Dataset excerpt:
* * * *
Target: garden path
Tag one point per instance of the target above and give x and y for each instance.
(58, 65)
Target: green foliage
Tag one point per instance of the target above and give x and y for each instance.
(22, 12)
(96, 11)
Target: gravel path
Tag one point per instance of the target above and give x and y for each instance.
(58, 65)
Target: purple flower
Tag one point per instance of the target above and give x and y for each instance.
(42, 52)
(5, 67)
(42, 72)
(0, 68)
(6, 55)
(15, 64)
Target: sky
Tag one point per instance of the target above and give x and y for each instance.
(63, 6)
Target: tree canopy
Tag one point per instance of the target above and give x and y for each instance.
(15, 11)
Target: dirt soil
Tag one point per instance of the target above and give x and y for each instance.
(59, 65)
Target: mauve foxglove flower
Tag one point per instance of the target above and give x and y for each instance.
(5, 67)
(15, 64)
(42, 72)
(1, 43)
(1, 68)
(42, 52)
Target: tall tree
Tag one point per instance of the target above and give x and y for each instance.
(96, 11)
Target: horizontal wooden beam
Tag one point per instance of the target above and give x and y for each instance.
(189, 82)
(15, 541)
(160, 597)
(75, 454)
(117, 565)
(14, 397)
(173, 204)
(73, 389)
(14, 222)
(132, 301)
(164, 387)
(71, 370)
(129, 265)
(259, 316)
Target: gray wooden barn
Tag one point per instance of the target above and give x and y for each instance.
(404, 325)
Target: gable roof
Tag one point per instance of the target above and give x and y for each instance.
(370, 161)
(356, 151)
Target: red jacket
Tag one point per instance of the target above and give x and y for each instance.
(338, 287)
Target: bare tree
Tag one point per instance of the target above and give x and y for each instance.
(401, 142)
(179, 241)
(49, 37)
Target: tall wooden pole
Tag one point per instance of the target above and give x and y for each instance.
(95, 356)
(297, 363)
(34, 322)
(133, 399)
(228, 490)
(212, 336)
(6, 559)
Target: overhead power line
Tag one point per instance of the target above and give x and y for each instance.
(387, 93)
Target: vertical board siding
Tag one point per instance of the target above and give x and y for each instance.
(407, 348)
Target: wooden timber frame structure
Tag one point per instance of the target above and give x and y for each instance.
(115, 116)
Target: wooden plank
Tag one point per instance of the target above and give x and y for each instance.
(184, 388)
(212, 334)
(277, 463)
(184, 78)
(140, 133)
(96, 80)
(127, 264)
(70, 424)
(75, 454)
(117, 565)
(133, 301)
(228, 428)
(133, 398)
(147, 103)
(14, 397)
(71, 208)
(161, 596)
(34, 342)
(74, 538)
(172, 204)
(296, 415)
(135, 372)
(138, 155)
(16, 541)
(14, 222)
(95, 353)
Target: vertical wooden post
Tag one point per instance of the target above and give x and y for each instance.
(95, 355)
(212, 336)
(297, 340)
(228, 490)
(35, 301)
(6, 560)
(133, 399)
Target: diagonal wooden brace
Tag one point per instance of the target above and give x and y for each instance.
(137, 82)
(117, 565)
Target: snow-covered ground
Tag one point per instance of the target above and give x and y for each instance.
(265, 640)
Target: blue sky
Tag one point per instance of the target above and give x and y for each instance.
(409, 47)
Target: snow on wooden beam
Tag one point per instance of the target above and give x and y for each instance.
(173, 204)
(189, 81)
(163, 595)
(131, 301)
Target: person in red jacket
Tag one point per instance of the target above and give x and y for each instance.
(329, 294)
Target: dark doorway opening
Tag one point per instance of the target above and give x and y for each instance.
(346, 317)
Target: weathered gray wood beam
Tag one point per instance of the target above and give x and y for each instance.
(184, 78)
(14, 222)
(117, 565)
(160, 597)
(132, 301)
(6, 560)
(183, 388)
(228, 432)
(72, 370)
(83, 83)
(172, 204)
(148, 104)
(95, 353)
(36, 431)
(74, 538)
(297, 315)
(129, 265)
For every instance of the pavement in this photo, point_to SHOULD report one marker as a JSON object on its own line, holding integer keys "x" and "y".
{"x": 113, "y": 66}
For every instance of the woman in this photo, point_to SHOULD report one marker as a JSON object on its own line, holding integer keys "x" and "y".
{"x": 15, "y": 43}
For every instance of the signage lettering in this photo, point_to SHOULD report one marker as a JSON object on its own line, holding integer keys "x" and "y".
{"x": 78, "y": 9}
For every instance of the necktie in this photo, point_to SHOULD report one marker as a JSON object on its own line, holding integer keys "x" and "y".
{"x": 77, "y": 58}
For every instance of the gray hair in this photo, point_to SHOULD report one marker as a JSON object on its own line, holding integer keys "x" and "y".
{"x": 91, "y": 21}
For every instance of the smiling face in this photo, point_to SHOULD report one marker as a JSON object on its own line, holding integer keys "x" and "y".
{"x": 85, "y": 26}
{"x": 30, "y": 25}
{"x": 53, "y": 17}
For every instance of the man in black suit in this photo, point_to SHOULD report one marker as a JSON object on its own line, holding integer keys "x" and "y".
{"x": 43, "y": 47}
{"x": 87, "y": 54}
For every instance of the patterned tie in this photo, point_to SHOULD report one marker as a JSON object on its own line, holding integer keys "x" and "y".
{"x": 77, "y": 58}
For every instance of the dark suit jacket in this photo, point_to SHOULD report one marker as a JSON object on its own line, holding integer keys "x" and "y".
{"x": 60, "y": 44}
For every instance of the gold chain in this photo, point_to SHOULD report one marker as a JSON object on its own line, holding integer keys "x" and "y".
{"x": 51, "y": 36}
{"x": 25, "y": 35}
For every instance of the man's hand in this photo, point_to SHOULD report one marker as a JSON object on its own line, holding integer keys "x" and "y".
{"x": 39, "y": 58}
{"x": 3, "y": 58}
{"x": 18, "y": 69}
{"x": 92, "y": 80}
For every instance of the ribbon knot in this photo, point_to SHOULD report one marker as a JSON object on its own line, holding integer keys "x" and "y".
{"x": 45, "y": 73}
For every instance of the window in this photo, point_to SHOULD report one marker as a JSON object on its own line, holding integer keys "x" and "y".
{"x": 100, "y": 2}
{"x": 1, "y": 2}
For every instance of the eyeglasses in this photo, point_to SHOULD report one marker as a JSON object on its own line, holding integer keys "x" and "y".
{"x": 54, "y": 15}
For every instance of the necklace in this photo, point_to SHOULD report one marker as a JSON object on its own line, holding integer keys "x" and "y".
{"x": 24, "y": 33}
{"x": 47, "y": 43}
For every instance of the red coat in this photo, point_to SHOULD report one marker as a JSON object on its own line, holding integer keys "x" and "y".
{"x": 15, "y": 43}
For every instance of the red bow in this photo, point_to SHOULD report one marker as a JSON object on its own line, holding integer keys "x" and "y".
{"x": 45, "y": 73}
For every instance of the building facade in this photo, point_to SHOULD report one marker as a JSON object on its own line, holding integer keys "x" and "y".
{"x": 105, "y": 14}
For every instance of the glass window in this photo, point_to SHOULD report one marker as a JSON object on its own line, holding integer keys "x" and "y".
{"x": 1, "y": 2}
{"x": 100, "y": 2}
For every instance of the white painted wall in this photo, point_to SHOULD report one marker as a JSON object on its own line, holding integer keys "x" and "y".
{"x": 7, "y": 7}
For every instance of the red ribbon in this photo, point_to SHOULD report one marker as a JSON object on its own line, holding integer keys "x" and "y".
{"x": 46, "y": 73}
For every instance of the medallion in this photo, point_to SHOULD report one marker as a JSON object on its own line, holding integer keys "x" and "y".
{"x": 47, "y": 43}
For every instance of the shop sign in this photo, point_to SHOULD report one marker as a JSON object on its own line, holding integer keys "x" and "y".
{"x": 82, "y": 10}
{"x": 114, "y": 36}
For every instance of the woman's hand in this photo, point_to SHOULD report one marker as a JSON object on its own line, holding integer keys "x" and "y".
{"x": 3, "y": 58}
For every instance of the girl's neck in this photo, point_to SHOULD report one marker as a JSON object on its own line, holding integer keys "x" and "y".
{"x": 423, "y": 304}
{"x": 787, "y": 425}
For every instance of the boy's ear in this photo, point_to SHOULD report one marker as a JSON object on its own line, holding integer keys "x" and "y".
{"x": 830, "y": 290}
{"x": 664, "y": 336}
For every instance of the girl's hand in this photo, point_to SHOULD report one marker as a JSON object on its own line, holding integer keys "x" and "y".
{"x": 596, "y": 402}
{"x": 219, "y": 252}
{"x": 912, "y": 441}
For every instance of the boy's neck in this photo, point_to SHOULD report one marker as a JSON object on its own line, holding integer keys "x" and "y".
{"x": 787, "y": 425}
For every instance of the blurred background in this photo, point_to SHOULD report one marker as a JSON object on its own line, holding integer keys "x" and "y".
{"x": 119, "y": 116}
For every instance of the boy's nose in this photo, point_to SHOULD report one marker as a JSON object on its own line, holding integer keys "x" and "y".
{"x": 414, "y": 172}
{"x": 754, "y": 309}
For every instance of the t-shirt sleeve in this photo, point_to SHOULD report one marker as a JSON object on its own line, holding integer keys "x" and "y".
* * * *
Restate word for word the lines from the one holding "For every instance of the medallion" to the end of the listing, both ends included, and nothing more.

OUTPUT BELOW:
For every instance of the medallion in this photo, point_to SHOULD report one marker as a JSON object on its own line, holding integer keys "x" and "y".
{"x": 47, "y": 43}
For every instance of the shop sign in this photo, point_to SHOULD report one marker as a JSON object on its own line, holding integer keys "x" and "y".
{"x": 82, "y": 10}
{"x": 114, "y": 36}
For every instance of the woman's hand in this photo, point_to SHOULD report one marker as a JSON object on its own line, holding integer keys "x" and "y".
{"x": 3, "y": 58}
For every instance of the girl's neck in this photo, point_to SHOULD report one marker as a JSON object on its own line, holding integer keys "x" and "y".
{"x": 423, "y": 304}
{"x": 787, "y": 425}
For every instance of the boy's ear in this photo, point_to SHOULD report one marker as a JSON object on its own line, holding integer keys "x" and "y".
{"x": 830, "y": 290}
{"x": 664, "y": 336}
For every instance of the girl's hand in this photo, point_to SHOULD report one marker as a JSON object on its own line, holding integer keys "x" and "y".
{"x": 596, "y": 402}
{"x": 219, "y": 252}
{"x": 912, "y": 441}
For every instance of the boy's neck in this photo, point_to SHOULD report one marker as a JSON object on its own line, holding integer keys "x" and "y".
{"x": 787, "y": 425}
For every instance of the blurred background in this photo, point_to SHOULD report one marker as a JSON object on its own line, holding integer keys "x" and "y".
{"x": 119, "y": 116}
For every instance of the boy's nose in this photo, point_to SHOULD report one marker as a JSON object on its own line, holding integer keys "x" and "y".
{"x": 414, "y": 172}
{"x": 754, "y": 309}
For every instance of the t-shirt sleeve in this photo, point_to SHOULD report one marker as a JSON object on its own line, holding integer keys "x" and "y".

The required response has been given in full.